▶ **What the task requires**
Your task is to transcribe all of the data below exactly, omitting the images.

▶ **Contour annotation records**
****************
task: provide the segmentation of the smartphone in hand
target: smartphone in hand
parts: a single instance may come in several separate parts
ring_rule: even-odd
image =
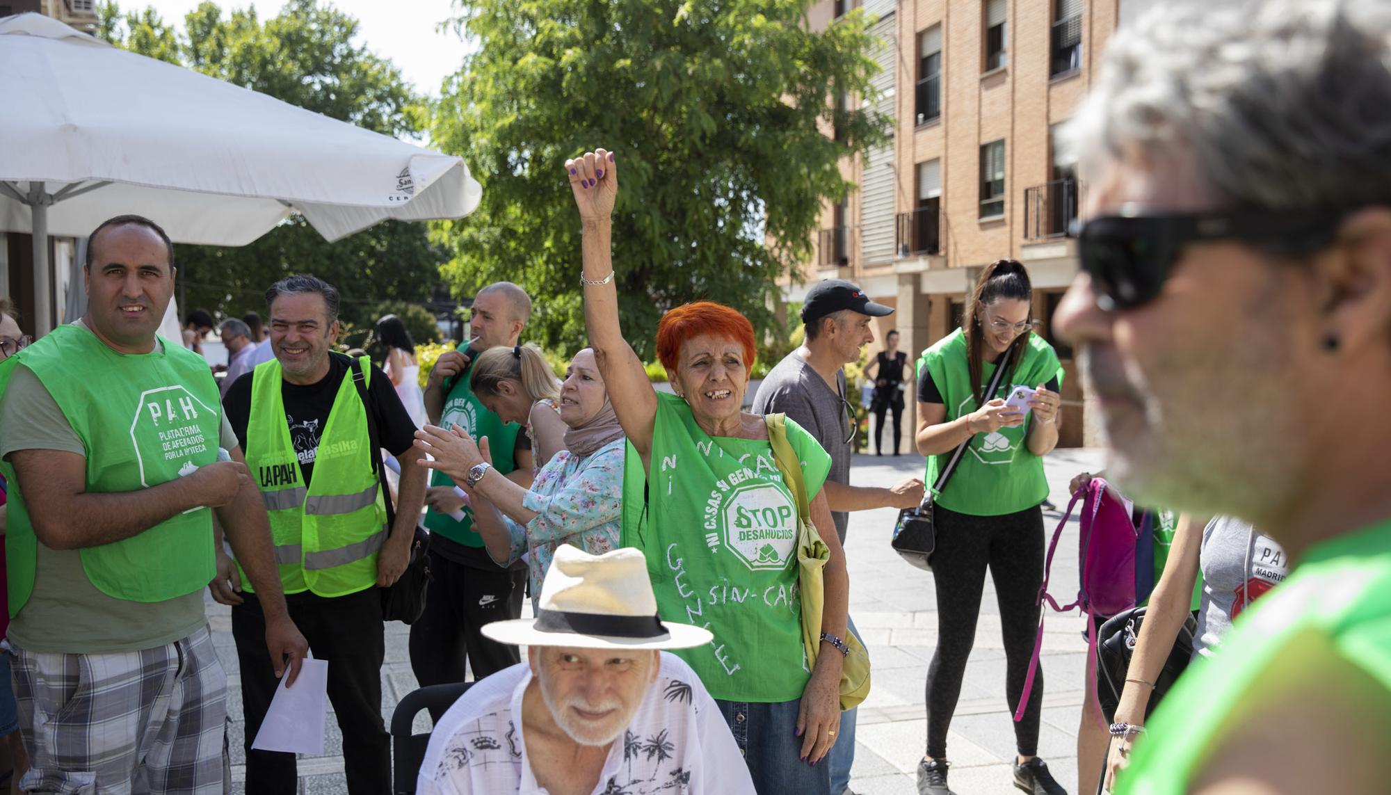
****************
▶ **Result for this task**
task: provide the segmentation of the smartphone in hand
target: smartphone in hand
parts: a single instance may come in several separate parts
ring_rule: even-odd
image =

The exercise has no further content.